TASK GOAL —
Locate every line in the material below that contains the string "dark" and copy each of those lines out in full. Capitalization counts, so only matches with the same case qualify.

RECORD EXTRACTS —
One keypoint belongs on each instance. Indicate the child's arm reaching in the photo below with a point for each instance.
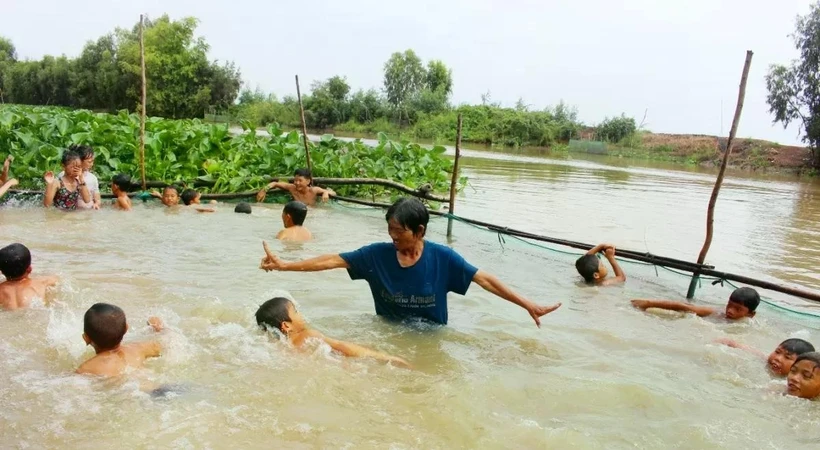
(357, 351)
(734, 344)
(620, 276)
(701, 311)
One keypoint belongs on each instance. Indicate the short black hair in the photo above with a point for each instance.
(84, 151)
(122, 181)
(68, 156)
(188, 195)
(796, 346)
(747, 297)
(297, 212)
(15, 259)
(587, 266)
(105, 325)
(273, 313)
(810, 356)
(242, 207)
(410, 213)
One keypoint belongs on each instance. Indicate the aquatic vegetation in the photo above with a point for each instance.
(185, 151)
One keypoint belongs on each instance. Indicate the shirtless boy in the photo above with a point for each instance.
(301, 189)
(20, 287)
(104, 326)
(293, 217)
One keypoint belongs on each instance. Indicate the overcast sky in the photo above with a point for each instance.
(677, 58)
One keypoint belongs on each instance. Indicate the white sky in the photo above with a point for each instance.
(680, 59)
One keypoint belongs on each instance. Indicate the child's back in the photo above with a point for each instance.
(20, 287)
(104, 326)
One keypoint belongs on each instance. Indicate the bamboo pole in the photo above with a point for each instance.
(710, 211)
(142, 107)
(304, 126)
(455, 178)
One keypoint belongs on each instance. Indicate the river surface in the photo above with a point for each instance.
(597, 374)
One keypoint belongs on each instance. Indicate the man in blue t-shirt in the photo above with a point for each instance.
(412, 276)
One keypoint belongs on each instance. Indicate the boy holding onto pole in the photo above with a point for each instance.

---

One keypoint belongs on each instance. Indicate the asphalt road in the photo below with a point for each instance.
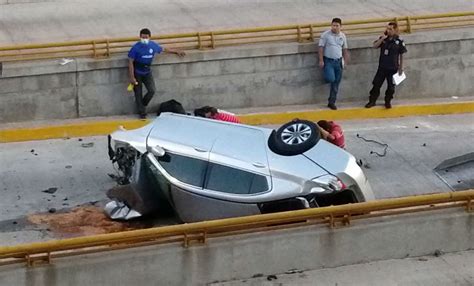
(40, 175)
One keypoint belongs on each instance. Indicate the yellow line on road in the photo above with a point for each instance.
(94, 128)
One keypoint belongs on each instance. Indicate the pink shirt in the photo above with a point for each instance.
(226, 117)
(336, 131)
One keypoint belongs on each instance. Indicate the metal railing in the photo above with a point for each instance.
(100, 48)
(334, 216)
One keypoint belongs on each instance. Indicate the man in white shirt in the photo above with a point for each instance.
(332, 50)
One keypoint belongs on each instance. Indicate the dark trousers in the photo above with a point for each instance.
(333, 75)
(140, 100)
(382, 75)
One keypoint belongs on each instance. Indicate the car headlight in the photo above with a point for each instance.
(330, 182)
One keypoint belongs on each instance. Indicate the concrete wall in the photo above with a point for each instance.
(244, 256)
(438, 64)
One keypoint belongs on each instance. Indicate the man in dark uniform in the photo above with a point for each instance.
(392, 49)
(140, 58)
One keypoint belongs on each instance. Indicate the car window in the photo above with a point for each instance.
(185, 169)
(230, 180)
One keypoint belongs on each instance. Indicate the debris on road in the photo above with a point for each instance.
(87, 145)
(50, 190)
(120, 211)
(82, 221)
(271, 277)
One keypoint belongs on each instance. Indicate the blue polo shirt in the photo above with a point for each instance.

--

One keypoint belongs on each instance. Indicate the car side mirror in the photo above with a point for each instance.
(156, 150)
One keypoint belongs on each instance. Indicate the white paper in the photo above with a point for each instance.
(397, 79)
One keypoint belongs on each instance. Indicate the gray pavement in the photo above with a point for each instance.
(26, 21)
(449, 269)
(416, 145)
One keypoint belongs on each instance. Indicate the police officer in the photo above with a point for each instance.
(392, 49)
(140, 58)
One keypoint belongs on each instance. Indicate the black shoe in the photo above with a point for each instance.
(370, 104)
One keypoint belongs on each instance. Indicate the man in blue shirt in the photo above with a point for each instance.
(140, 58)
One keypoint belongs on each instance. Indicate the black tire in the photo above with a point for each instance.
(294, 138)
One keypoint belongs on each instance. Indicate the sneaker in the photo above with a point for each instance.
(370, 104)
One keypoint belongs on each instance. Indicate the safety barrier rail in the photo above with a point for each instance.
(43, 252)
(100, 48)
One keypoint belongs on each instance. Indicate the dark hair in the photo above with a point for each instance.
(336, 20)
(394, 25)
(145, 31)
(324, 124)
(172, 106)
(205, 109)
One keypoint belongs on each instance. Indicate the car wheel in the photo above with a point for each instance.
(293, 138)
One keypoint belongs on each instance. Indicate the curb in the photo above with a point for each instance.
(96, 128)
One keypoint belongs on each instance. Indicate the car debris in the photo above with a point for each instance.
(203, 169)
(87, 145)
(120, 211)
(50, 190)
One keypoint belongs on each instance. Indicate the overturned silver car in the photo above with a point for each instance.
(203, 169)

FINISHED TASK —
One keypoint belongs on each instance. Indicate the dark trousers in the photo above with a point for each instance.
One keypoint belongs on each instance. Indicate the man in dark uniform in the photo above with a point for each instance.
One keypoint belongs on each instance. Indicate the dark hair in the photo above with a point for each instance.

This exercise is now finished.